▶ [Text excerpt]
-.-.-

A lot has been asked of Scott Nachlis. On campus, the senior applied psychology major serves as president of the Student Government Association in a time where administrators, faculty members and students finalize and prepare IC 20/20, Ithaca College’s vision plan for the next decade, for implementation.
Such a task would be a difficult undertaking for many, but Nachlis is no stranger to responsibility. Back home in Kingston, Pa., about 15 minutes outside Scranton, Nachlis had no choice but to grow up quickly. His father, Steven Nachlis, has struggled with the blood and blood-clotting chronic pain disease anticardio lipid antibody, meaning his blood can clot at any given moment.
Nachlis called an ambulance for his father at the age of 8, according to Steven, and sometimes even had to give his father shots. His father’s medical problems reached a point where Nachlis said he “knew the hospital like the back of [his] hand.”

-.-.-

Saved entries
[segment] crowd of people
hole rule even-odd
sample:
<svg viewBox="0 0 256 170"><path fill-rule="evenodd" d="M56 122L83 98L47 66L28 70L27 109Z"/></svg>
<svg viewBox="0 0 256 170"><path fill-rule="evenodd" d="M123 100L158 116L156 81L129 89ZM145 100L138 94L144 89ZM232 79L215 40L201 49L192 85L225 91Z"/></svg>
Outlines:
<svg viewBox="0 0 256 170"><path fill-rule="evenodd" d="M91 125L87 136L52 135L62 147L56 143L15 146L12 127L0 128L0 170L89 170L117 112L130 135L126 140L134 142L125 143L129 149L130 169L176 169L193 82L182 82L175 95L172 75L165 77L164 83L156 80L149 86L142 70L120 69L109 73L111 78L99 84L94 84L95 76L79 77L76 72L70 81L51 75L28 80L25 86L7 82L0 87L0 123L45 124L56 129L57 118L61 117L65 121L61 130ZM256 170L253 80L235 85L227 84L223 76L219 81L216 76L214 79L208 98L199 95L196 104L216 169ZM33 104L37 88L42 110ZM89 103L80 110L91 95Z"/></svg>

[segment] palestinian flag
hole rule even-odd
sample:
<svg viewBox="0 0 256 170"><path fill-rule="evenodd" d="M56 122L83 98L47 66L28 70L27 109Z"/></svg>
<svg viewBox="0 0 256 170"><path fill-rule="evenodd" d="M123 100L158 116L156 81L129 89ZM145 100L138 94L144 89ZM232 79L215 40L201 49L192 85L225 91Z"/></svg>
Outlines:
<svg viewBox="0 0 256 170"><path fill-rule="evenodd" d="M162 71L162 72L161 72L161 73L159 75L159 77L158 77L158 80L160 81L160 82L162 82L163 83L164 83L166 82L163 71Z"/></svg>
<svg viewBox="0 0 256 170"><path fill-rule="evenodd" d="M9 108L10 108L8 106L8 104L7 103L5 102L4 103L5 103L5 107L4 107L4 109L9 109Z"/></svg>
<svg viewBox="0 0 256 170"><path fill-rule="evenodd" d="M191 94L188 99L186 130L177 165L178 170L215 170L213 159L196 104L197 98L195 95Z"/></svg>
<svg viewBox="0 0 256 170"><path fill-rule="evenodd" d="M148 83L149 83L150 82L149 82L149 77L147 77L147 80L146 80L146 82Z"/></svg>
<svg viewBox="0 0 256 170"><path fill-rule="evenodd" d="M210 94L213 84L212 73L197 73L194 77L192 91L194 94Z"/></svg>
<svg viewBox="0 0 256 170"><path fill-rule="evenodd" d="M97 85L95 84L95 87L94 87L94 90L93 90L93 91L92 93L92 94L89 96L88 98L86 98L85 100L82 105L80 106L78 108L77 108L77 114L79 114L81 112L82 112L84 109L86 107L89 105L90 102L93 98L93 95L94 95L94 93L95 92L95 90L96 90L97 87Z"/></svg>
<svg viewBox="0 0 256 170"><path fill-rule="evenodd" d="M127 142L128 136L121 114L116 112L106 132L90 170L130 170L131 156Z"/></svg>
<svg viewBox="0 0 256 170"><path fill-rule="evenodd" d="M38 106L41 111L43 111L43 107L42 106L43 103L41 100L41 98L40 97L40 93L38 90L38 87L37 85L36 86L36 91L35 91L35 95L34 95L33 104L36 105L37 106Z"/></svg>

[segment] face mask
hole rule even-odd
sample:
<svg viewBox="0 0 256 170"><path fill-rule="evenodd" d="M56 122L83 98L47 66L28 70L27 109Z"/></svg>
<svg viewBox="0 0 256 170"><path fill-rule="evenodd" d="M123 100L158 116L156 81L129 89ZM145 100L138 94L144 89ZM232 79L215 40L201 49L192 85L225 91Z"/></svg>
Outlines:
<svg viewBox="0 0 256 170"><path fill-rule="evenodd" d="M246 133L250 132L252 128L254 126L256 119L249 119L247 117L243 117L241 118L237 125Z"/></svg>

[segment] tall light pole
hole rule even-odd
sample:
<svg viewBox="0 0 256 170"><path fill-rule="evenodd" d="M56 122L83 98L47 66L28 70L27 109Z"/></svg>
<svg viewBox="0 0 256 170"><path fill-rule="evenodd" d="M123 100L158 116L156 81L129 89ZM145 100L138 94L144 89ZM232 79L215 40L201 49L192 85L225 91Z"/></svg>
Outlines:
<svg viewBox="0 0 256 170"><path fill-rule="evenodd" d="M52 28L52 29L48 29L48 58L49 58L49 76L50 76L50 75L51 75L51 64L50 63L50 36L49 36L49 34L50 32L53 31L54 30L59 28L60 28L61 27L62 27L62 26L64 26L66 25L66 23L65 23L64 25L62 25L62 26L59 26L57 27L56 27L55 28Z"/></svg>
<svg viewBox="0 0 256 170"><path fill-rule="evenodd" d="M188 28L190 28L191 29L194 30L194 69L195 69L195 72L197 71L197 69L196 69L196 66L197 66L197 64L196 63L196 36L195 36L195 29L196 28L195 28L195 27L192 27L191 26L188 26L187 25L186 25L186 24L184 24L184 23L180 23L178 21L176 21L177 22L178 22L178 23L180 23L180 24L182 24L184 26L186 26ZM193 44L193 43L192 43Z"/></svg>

-.-.-

▶ [Task statement] Reproduce the passage of the text about Scott Nachlis from "A lot has been" up to and including "decade, for implementation.".

▶ [Solution to this problem]
A lot has been asked of Scott Nachlis. On campus, the senior applied psychology major serves as president of the Student Government Association in a time where administrators, faculty members and students finalize and prepare IC 20/20, Ithaca College’s vision plan for the next decade, for implementation.